Nessuno ha valorizzato il Castello di Tutino, con il suo fossato e con la sua misteriosa origine. Tutto intorno un degrado non di povertà ma culturale: dove c’era una casa a corte, ci sono le mattonelle verdi, dove c’era un’antica masseria ci sono due appartamenti orribili, pure disabitati. Il centro storico di Sant’Eufemia che era riuscito a sopravvivere quasi intatto ai terribili anni ’70 e ’80 non ha retto alle nuove lottizzazioni che sono andate a modificare radicalmente l’assetto del territorio.

**Le tue istruzioni:** Per ciascuna affermazione indica se concorda con il brano sul Castello di Tutino, rispondendo sì o no e citando le parole del brano che lo stabiliscono. 1. Qualcuno ha valorizzato il Castello di Tutino. 2. Il degrado intorno al castello è dovuto alla povertà. 3. Il centro storico di Sant'Eufemia era sopravvissuto quasi intatto agli anni '70 e '80.

**Voci fornite:**
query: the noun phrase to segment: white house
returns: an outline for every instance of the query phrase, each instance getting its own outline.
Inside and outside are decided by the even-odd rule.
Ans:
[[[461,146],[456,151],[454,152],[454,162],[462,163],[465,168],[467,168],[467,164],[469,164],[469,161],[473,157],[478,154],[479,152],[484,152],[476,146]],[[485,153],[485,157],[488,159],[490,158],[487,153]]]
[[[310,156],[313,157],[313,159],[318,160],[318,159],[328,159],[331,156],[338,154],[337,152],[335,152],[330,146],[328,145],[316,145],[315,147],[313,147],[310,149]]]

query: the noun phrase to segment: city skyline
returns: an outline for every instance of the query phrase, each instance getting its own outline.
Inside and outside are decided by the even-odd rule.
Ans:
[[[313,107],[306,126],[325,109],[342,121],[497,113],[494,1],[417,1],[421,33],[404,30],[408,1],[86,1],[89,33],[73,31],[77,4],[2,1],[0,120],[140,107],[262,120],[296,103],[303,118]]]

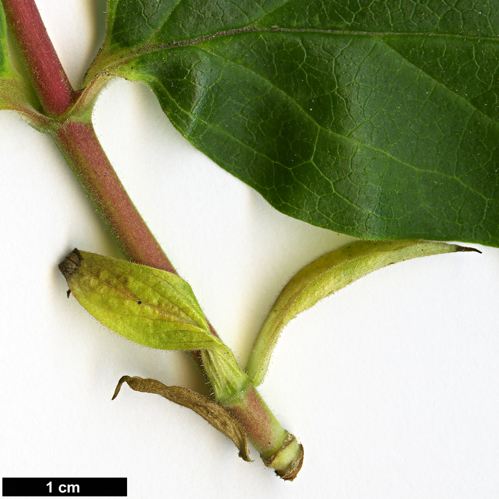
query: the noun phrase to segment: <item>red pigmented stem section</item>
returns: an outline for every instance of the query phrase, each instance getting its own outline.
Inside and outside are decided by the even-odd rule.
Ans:
[[[279,450],[287,432],[263,402],[252,385],[236,405],[226,407],[241,423],[260,456],[269,457]]]
[[[53,137],[123,252],[136,263],[177,273],[125,190],[91,123],[67,121]]]
[[[3,0],[5,13],[45,113],[57,116],[73,103],[73,89],[34,0]]]

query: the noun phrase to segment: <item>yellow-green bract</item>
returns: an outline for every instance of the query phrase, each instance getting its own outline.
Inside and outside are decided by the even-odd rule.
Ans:
[[[281,331],[299,313],[373,270],[419,256],[477,251],[445,243],[416,240],[356,241],[302,268],[286,285],[265,320],[247,367],[255,386],[263,380]],[[481,252],[478,251],[478,252]]]
[[[175,274],[76,249],[59,268],[83,308],[132,341],[164,350],[225,347],[191,286]]]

**Esercizio svolto:**
1. No: "Nessuno ha valorizzato il Castello di Tutino".
2. No: "un degrado non di povertà ma culturale".
3. Sì: "era riuscito a sopravvivere quasi intatto ai terribili anni ’70 e ’80".